§ EXCERPT

Engineering News

The Marcellus: So Much Gas, But Where To Put It?
March 29, 2010

The term "Marcellus Shale" has become very popular in the U.S. natural gas industry's lexicon in recent years -- and with good reason.

An enormous geologic formation of natural gas-bearing shale that spans much of the Appalachian region from Upstate New York to southwestern Virginia, the Marcellus might contain 50 trillion cubic feet of recoverable natural gas based on current estimates – enough to meet the needs of the entire U.S. for two years. Other estimates are several times higher. The location of the Marcellus is both a blessing and a challenge for producers. Although it enjoys proximity to the lucrative Northeast market, the natural gas field currently lacks sufficient pipeline and storage infrastructure to accommodate dramatically higher pressures and volumes. That is changing, however; Iroquois, Williams, Enbridge, Spectra, and other pipeline companies have announced expansion plans in the region.

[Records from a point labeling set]
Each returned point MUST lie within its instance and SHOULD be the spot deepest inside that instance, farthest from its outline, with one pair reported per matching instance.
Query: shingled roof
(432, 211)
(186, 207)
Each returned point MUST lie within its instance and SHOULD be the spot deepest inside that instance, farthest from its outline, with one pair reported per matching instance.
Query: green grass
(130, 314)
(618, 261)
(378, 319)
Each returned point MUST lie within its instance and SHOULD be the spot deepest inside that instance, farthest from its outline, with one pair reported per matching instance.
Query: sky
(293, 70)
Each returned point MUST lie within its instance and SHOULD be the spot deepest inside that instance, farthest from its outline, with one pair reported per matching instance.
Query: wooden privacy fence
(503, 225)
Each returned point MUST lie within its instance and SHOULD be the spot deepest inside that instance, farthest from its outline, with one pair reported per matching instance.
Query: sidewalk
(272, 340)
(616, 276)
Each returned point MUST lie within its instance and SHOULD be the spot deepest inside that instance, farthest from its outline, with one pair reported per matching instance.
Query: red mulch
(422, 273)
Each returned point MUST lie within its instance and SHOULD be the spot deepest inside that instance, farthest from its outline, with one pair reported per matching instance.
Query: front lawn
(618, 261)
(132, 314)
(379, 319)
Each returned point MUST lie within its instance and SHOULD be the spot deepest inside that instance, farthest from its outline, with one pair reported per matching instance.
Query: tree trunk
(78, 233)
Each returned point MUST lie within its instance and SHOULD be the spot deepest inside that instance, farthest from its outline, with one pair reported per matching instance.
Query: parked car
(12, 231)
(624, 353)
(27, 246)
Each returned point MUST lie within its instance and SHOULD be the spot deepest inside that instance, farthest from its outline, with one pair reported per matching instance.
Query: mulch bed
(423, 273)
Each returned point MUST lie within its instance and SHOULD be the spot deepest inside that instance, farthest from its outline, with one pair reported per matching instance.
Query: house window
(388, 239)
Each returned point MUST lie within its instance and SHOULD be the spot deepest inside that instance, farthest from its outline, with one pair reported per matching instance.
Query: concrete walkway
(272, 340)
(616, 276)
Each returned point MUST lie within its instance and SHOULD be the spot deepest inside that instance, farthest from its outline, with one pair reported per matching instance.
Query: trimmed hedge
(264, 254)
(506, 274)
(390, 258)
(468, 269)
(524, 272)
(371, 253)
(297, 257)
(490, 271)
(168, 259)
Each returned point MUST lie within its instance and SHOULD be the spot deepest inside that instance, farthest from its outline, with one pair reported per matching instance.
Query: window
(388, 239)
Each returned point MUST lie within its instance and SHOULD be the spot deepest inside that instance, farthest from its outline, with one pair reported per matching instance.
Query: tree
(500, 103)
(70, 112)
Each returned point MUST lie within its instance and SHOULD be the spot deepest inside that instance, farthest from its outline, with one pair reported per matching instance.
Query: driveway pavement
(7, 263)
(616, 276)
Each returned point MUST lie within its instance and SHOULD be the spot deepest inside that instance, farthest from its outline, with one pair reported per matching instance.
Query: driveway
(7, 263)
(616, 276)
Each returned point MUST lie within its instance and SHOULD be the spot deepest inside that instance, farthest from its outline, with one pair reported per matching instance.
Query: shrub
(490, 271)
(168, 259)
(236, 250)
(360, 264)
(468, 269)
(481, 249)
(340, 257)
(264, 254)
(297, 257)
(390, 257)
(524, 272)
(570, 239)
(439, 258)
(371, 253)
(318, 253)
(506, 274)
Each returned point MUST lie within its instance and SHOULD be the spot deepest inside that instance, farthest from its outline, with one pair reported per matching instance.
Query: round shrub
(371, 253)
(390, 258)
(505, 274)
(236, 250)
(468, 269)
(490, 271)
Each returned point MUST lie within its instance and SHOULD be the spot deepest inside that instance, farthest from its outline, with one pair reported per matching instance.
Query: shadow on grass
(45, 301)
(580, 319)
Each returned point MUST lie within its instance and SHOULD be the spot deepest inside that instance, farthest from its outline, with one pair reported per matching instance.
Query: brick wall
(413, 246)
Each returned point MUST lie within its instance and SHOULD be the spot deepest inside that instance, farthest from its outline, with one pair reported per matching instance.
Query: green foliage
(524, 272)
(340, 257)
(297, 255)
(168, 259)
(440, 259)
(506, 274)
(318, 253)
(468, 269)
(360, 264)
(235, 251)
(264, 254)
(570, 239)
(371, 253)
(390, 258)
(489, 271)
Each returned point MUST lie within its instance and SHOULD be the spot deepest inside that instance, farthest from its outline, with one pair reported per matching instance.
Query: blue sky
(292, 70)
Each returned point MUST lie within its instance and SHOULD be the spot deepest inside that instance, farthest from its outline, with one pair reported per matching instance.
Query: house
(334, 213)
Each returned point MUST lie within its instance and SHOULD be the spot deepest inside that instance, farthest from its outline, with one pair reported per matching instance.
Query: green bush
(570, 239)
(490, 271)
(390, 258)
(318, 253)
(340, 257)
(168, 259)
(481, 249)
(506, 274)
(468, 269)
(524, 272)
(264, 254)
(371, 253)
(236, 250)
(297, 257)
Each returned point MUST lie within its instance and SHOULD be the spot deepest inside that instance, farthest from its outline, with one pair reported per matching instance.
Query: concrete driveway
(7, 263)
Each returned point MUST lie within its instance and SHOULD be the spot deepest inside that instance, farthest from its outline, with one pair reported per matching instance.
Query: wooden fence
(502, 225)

§ WHAT YOU WILL DO
Please extract, word for word, the passage of the Marcellus Shale article that opens with the words containing "Engineering News" and closes with "with good reason.".

§ TASK SOLUTION
Engineering News

The Marcellus: So Much Gas, But Where To Put It?
March 29, 2010

The term "Marcellus Shale" has become very popular in the U.S. natural gas industry's lexicon in recent years -- and with good reason.